RECORD LIST
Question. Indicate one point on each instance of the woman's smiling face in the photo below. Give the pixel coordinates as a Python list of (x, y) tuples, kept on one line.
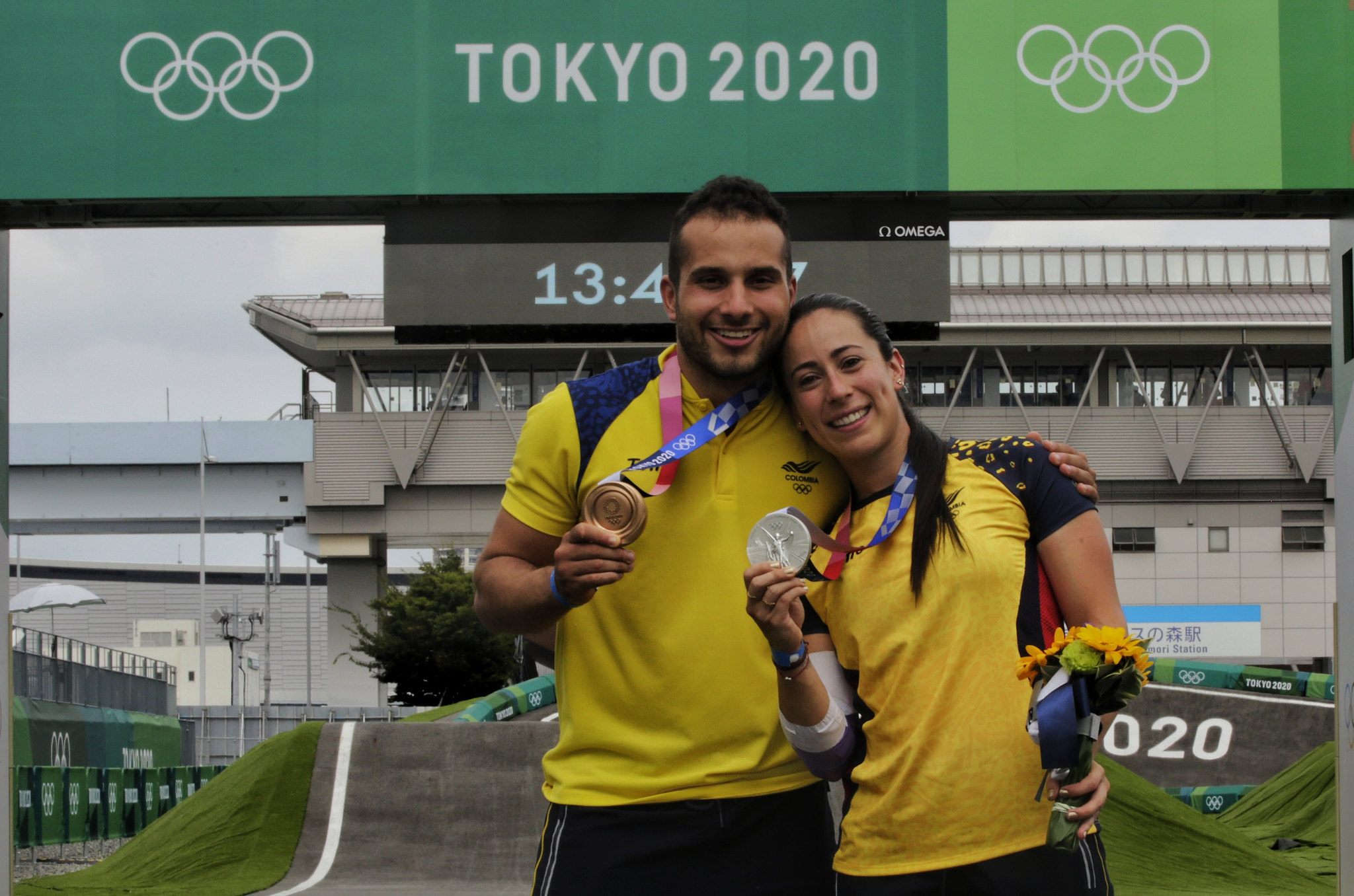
[(842, 389)]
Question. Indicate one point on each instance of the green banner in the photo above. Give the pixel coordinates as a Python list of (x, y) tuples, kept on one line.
[(48, 733), (358, 98), (348, 98), (1144, 95)]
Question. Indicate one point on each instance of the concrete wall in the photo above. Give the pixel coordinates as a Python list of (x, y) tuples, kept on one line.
[(1342, 240), (111, 626), (1294, 589), (352, 585)]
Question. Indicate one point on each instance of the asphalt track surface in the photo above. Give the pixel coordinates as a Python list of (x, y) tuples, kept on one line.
[(456, 809), (428, 808)]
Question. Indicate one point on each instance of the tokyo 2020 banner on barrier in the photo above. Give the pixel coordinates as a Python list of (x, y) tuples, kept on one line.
[(160, 98)]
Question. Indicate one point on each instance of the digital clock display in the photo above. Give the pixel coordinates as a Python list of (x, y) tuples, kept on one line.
[(438, 276)]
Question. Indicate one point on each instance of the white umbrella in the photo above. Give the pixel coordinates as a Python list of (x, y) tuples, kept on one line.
[(49, 597)]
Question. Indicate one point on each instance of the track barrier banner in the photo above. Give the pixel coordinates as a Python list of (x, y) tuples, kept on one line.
[(76, 804), (1280, 683), (1211, 800)]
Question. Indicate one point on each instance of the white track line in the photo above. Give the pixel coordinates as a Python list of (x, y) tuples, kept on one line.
[(1218, 692), (327, 858)]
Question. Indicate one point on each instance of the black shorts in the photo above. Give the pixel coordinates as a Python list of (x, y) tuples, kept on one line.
[(1037, 872), (777, 845)]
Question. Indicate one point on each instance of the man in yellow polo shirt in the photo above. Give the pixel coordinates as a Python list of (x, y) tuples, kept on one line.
[(670, 774)]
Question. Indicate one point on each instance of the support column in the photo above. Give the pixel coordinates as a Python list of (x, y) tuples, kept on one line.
[(6, 691), (352, 585), (1342, 352)]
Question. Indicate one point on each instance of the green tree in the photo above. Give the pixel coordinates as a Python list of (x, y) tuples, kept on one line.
[(430, 643)]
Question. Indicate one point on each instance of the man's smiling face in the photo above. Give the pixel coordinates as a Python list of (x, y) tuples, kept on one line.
[(733, 297)]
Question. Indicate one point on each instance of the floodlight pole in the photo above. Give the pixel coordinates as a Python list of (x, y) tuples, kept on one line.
[(309, 704), (6, 658), (202, 565)]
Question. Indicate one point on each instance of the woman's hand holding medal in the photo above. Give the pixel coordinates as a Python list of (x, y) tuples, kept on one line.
[(774, 595), (588, 558)]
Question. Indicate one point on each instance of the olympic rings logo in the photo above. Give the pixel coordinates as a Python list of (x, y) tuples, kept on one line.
[(201, 77), (60, 749), (1098, 69)]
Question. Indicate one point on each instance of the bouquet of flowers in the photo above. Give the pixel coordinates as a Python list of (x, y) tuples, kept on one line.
[(1084, 675)]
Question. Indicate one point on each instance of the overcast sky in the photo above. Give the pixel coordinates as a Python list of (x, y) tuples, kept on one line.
[(103, 321)]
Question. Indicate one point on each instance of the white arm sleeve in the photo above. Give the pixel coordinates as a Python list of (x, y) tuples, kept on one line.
[(828, 733)]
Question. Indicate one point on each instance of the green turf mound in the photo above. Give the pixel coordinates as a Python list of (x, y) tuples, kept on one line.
[(235, 837), (1158, 846), (440, 712), (1296, 804)]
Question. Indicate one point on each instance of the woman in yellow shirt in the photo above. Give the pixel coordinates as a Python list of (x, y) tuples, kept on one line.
[(928, 720)]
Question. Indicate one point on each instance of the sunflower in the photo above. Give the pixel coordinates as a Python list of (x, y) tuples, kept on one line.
[(1028, 666)]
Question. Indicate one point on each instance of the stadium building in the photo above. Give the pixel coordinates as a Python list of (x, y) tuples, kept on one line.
[(1197, 381)]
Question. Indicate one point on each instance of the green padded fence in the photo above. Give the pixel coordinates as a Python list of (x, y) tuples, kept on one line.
[(72, 805), (511, 702), (49, 733), (1211, 800), (1281, 683)]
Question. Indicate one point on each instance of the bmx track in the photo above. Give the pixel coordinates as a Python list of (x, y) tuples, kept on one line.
[(456, 809), (423, 808)]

EXERCISE INSTRUCTIONS
Transcribe all of the records above word for word, leaving out the picture.

ANSWER TO THIS EXERCISE
Question. Indicate one point on each instance of the woman's smiling face in the photo below. Give the pixel coordinates as a Python list of (x, y) tuples, kept on one line.
[(842, 389)]
Question. Indicate one point on each instance of the green banner in the photo above. Give the pixel coordinates as a Python list of (x, y) tuples, kept on one line.
[(48, 733), (358, 98), (348, 98), (1144, 95)]
Question. Indicate one point on each instance of the concrete wall in the photo above. Give the pixel coordinates as a Python list of (x, y) tuples, kept on one line.
[(1342, 240), (111, 626), (1294, 589), (352, 585)]
Question. Indicate one point on each instance of the asphalt track surface in the photo above. Give the pixel coordinates as a Python list of (x, y) tuples, kept on one line.
[(456, 809), (428, 808)]
Question. Indicate one point on each instance of the tokyo 2020 banner on barrier in the photo above. Give the pixel coordinates as a Python list of (x, y) tuples, kept on one line.
[(160, 98)]
Question. Indicate one point on each instance of the digital clock display in the photo above. Give the pixel coordinates as a Python list of (x, y) tuples, kept on one line.
[(438, 276)]
Question. Indicate one point on each instance of the white umbrella in the photo above. Give the pixel coordinates as a Python list of (x, y) tuples, kept on one line.
[(49, 597)]
Question. Indicate one point on each instance of the track barrier banner in the photo above. Give the pixel coordinates as a Python list of (x, y) tuples, kept on one line.
[(76, 804), (1280, 683), (1211, 800)]
Question. Indicate one point on each instance of the white track line in the photo above. Give the pixel coordinates as a Python list of (x, y) tuples, kept on one line.
[(1218, 692), (327, 858)]
Question. Indicate one point on each instance of the black shorts in the photo above. Give the pixel coordinates as a Python list of (x, y) tuples, kept on one line.
[(1037, 872), (777, 845)]
Question. Indicate one point on each instance of the man in yellow polo shirt in the photo above. Give the pixel coordinates as a Python list of (x, y) tuples, kept on one line.
[(670, 774)]
Question. Indicate one point on each instance of the support column in the photo above. Give the pixel coordinates as a Python list of (x, y) tuples, kept on one line.
[(6, 691), (352, 585), (1342, 352)]
Question. Indicate one point on each instance of the green tree in the photo above. Give the pixel coordinates as a Python list of (x, y) tuples, kept on one line.
[(430, 643)]
Question. Indicate one point on each instance of the man's smiling face in the photo above. Give the pixel coordinates as a Python list of (x, y) tuples, kept on one line.
[(733, 297)]
Question. Indicate one point on each instance of the floodlight pole in the photo above. Give the pixel coordinates as a Python list of (x, y) tuples, kept on one line.
[(309, 704), (6, 658), (202, 565)]
Question. Indicate one point on each instance of the woman's hand holding medal in the photo above. Give the pixel coordinates as a Python list of (x, y) tuples, kept on one line.
[(774, 595), (588, 558)]
Question. Indicate one point on each instance of the olympic rings logo in the photo above. Give the pixel coordinates as a Python list of (x, y) tuples, kept on one line.
[(201, 77), (60, 749), (1098, 69)]
Question. Indicate one point on each instance of the bouquet of flowers in the photo above. Give the pixel coordinates as a Python list of (x, y) tuples, kept on one line.
[(1084, 675)]
Question. Indicate one point on each instance of the overcast sky in the photo above. Give the pixel coordinates as a Python list of (x, y) tuples, kept on one line.
[(103, 321)]
Question. Indicate one point on each instance of the white arm sleeve in the photo above. Give the pixel coordinates as a Python list of (x, y) tuples, kept on one line.
[(828, 733)]
Question. Indicate one point on each instance of the green turf mound in the photo above. Give the pixel coordinates as a Python list of (x, y) tuples, kept on one line.
[(235, 837), (1158, 846), (440, 712), (1296, 804)]
Question. Indicate one point on each instance of the woman in yellow shirt in the photo above. Give the pixel coordinates as a Python list of (x, y) tuples, kept on one line.
[(928, 720)]
Question. Indicate one point on each instance of the sunflower in the photo above. Give the pixel coordinates as a Python list of (x, y) tuples, kept on one line.
[(1028, 666)]
Question. Indicate one point on each instance of the stadium building in the photo above. Give the pixel coordinates as a Python list of (x, y) tuples, kept on one line.
[(1197, 381)]
Question. Indicate one point on each instance of the green padded fence in the photo above. Give the pixel coordinates as a Python list of (x, y) tuples, kept on one line.
[(72, 805), (511, 702), (49, 733), (1211, 800), (1281, 683)]
Question. Indicate one point on each instance of the bmx track in the photo above. Give the pixel coordinates as a Python list of (x, y) tuples, kept on one line.
[(456, 809), (423, 808)]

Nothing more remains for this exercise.